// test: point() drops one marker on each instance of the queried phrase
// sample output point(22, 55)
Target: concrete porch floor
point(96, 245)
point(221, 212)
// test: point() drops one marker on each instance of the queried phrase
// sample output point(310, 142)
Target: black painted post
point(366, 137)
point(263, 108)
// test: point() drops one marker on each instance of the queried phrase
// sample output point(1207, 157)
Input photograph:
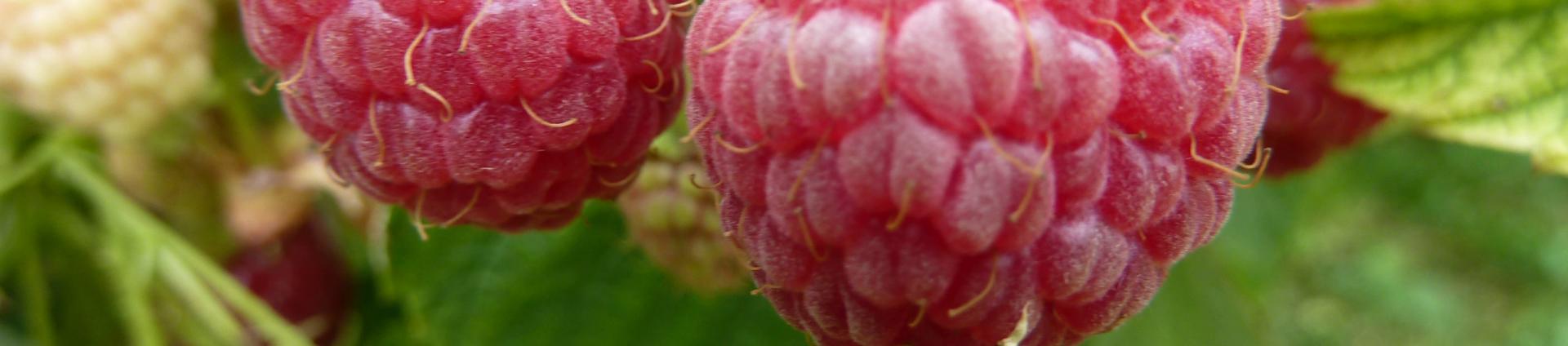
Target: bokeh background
point(1401, 240)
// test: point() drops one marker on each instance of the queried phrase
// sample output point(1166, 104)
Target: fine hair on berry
point(499, 113)
point(974, 171)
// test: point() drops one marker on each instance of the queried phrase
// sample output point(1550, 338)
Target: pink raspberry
point(301, 277)
point(501, 113)
point(971, 171)
point(1313, 118)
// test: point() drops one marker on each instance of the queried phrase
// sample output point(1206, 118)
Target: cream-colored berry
point(110, 66)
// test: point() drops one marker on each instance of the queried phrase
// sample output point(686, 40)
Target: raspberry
point(1313, 118)
point(499, 113)
point(676, 221)
point(971, 171)
point(300, 277)
point(114, 68)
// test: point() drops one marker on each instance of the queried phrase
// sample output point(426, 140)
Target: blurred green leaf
point(579, 286)
point(1486, 73)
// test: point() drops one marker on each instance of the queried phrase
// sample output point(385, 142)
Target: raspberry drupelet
point(974, 171)
point(499, 113)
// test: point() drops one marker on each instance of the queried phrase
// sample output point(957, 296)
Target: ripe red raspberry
point(301, 277)
point(973, 171)
point(1313, 118)
point(502, 113)
point(115, 68)
point(676, 221)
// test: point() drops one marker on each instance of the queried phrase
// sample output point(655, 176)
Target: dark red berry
point(1313, 118)
point(301, 277)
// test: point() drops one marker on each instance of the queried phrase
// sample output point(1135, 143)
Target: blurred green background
point(1401, 240)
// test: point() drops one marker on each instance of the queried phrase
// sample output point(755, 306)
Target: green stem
point(35, 293)
point(204, 307)
point(136, 220)
point(242, 129)
point(35, 160)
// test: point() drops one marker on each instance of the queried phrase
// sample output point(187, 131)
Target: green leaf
point(1486, 73)
point(579, 286)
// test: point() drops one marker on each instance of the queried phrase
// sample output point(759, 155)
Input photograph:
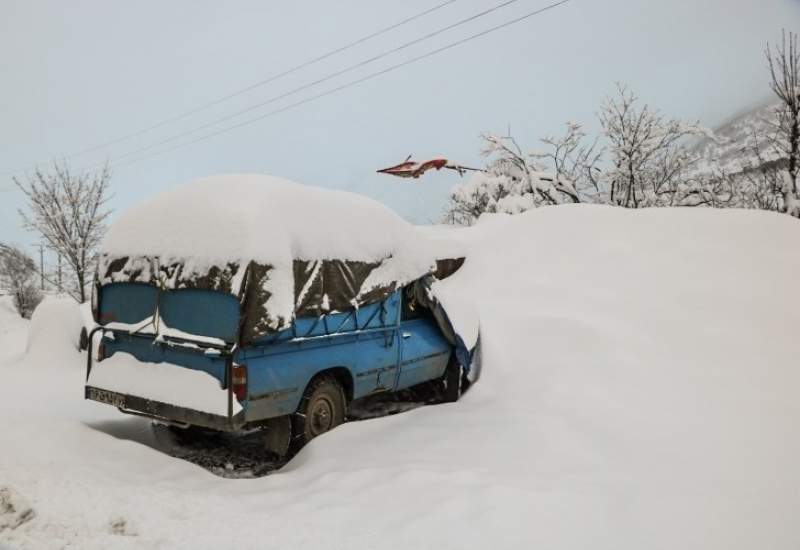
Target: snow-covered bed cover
point(285, 250)
point(164, 382)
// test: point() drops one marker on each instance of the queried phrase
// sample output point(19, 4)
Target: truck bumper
point(164, 412)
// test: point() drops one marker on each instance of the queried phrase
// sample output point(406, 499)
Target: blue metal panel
point(425, 352)
point(365, 344)
point(148, 351)
point(201, 312)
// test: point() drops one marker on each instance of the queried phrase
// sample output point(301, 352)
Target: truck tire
point(452, 382)
point(322, 408)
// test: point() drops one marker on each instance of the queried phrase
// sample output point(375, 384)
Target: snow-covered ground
point(639, 390)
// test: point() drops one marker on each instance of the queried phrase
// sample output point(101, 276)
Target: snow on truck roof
point(257, 217)
point(285, 250)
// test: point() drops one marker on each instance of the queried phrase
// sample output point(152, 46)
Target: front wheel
point(322, 408)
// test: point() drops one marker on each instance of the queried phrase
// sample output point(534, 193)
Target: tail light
point(239, 381)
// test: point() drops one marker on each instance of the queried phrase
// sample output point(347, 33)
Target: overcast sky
point(76, 74)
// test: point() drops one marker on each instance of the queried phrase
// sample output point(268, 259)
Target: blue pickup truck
point(295, 383)
point(246, 302)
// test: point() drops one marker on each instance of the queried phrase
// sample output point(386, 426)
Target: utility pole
point(60, 287)
point(41, 263)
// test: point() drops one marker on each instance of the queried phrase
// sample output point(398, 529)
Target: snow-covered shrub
point(18, 277)
point(649, 160)
point(514, 181)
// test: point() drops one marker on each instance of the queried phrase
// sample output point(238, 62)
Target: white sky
point(75, 74)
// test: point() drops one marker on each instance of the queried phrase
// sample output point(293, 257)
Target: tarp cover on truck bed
point(284, 250)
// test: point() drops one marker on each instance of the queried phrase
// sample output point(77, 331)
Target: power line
point(330, 76)
point(347, 85)
point(251, 87)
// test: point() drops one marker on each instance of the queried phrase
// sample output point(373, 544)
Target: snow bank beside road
point(639, 390)
point(54, 330)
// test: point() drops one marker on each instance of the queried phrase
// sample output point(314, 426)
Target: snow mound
point(55, 328)
point(14, 509)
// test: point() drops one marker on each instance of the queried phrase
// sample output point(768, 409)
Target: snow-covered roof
point(284, 249)
point(257, 217)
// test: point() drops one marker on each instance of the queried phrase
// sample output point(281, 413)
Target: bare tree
point(18, 276)
point(574, 164)
point(68, 210)
point(649, 160)
point(784, 68)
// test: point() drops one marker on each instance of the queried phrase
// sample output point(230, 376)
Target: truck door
point(424, 351)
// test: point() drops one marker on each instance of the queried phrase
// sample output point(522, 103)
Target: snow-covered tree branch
point(784, 68)
point(648, 157)
point(18, 277)
point(69, 212)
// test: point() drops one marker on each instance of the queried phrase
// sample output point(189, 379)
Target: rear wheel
point(322, 408)
point(452, 382)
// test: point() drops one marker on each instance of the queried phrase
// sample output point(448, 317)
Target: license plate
point(115, 399)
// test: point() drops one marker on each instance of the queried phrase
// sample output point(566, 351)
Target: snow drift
point(639, 390)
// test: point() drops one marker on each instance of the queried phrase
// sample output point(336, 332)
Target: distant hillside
point(734, 139)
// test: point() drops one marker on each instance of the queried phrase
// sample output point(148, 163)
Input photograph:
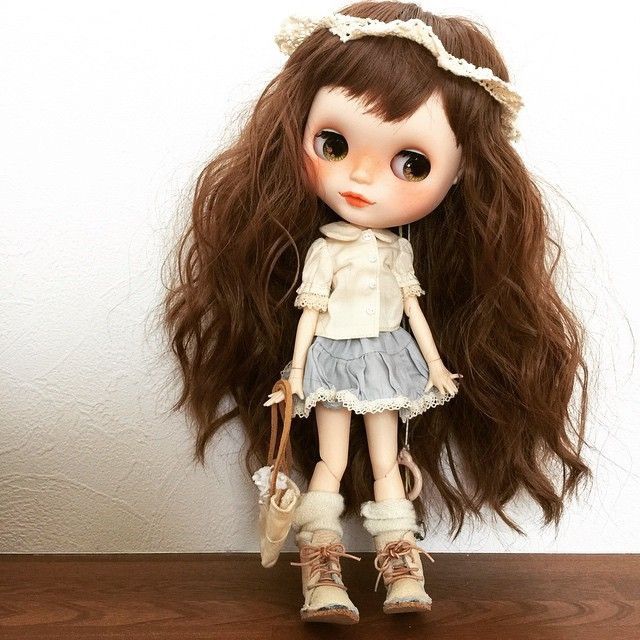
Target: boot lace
point(324, 560)
point(387, 564)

→ **EXERCISE DESCRIPTION**
From the listing above, pick out each line that contains the word "snow" and copy it.

→ **OUTPUT**
Target: snow-covered bed cover
Target: snow-covered ground
Target: snow on truck roof
Target: snow-covered shrub
Target: snow bank beside road
Target: snow mound
Target: snow-covered roof
Target: snow-covered tree branch
Target: snow drift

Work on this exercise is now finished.